Chapter 12
In Chapter 9 we met the facilities in the
string library for matching and catching patterns. These, while
often convenient, are sometimes rather limited when it comes
to searching for alternatives. Furthermore, patterns are there
treated simply as strings; an approach that necessitates
the use of an escape character,
% , which leads
to expressions that are usually hard to read. The
lpeg library, by contrast, provides a more powerful
and expressive notion of pattern. It treats patterns as
objects in their own right, which can be combined and manipulated
with an algebra that uses
the standard symbols for arithmetic.
The whole purpose of a
pattern is that it should
be matched against a string. An assignment
x,y,... = p:match(s,i)
where
p is a pattern,
s is
a string and
i is an optional position
in the string (default value 1), returns
captures from the matching operation or
nil if the match has
failed.
We will see below how to specify what a pattern captures.
The default capture, if no specification is made, is the position after
the last character of the matched substring; in other words
the next position in the string, if there is one, or one more
than the length of the string otherwise. The matching process
maintains a pointer, whose initial value is set at
i , which is updated as the process evolves.
A pattern that fails does not update the pointer.
Here is a simple example.
p = lpeg.P "beau"
defines
p as the pattern that matches the literal
string
"beau" .
p:match "beauty" --> 5
The letter in the 5-th position follows the matched prefix.
In the following
A and
B denote
lpeg patterns.
A + B
When
A + B is matched, first of all the pattern
A is tested for a match at the pointer. If it succeeds
then, without any testing of
B , the pattern
A + B succeeds and the pointer is updated past
the matching substring. If it fails then
B is tested
for a match at the pointer, and the success or failure of
A + B depends on the result. Note that addition of
patterns is not commutative. The order of the summands determines
the order in which they are tested.
A - B
When
A - B is matched, first of all the pattern
B is tested for a match at the pointer. If it succeeds
then
A - B fails and the pointer is not updated.
If it fails, then
A is tested for a match at the pointer,
and the outcome for
A - B is determined by the result.
-A
This pattern succeeds when
A fails and fails when
A succeeds. In neither case is the pointer updated.
The pattern
-(-A) (which may be written as
#A ) behaves just like
A except that the
pointer remains fixed.
A * B
This pattern is matched by first matching
A at
the pointer. If that fails, then
A*B fails, with
no testing of
B . If it succeeds then
B is tested at the updated pointer. If that fails then the pointer
is not updated any further, and
A*B has had partial
success. If that succeeds then the pointer is again updated.
A^n
If
n is a nonnegative integer then this matches
if the string starts with at least
n consecutive
substrings matched by
A and the pointer is updated
past them. If
n is negative then this matches the string
if there are at most
-n consecutive substrings
matched by
A and the pointer is updated past them.
Note that
A^(-1) matches if there is one or no matches
of
A and
A^0 matches if there are as many
matches of
A as you please, including none.

Problem: Update the lpeg text: write it out again beginning at the words "The default capture, if" and stopping after "update the pointer.", with every "pointer" changed to "cursor".

Record extracts:
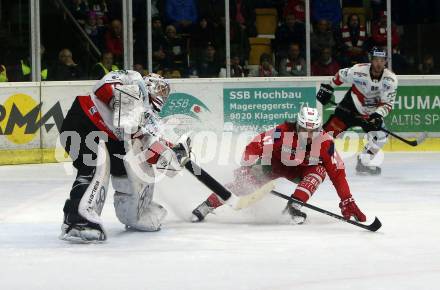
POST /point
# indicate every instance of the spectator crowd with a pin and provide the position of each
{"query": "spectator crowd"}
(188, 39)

--

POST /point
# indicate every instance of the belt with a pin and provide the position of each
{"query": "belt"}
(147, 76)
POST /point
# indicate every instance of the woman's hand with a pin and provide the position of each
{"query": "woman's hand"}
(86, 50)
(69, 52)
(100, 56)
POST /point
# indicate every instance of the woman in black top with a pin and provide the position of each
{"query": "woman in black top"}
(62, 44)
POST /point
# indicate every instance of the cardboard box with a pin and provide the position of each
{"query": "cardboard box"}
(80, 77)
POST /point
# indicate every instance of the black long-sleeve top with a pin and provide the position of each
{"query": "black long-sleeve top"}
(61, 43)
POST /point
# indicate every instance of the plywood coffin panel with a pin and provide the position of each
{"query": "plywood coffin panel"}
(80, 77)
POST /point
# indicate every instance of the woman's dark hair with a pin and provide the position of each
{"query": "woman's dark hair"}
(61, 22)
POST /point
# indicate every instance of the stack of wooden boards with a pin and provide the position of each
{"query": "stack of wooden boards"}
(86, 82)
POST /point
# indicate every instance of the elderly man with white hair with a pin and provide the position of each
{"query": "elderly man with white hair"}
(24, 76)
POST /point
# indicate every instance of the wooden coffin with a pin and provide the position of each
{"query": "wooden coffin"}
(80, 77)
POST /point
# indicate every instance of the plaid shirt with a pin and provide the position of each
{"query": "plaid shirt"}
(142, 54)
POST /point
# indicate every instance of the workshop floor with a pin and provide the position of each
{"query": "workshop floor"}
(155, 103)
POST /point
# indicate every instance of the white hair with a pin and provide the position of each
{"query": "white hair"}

* * *

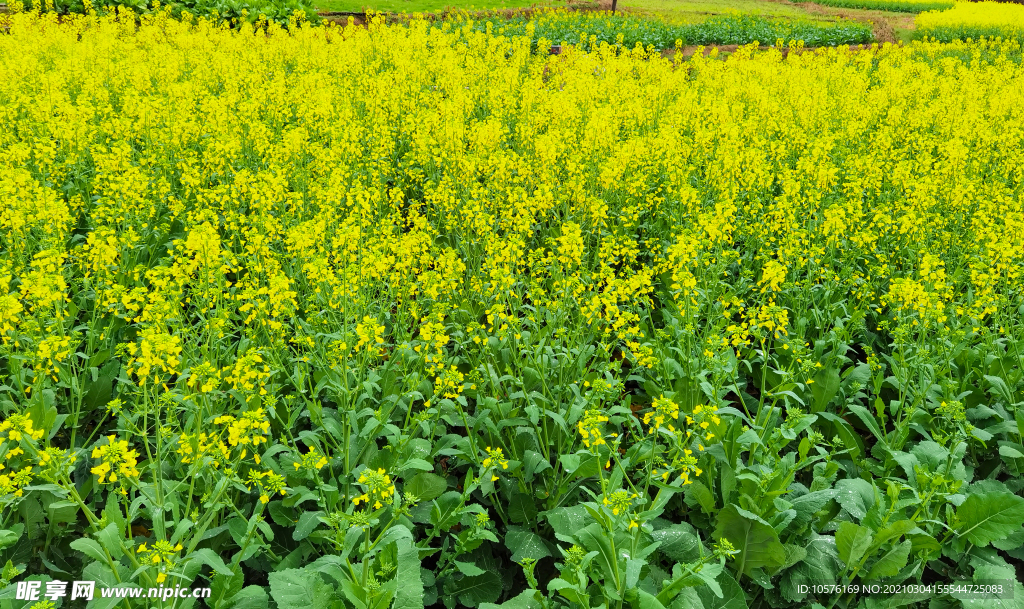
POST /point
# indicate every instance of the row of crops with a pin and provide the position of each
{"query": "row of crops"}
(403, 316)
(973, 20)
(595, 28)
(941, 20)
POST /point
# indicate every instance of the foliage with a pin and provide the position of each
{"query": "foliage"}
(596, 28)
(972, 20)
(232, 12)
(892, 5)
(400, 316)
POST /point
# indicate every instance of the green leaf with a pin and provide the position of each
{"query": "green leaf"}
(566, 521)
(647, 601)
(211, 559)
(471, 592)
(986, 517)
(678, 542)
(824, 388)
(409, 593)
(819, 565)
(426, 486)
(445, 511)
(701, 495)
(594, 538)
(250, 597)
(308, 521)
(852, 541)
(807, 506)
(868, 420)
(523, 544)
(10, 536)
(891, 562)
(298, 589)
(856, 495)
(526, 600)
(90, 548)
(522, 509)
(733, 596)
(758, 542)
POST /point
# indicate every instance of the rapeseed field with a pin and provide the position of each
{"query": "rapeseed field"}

Solution to this problem:
The default capture, if no specification is made, is the position after
the last character of the matched substring; in other words
the next position in the string, if there is one, or one more
than the length of the string otherwise. The matching process
maintains a cursor, whose initial value is set at
i , which is updated as the process evolves.
A pattern that fails does not update the cursor.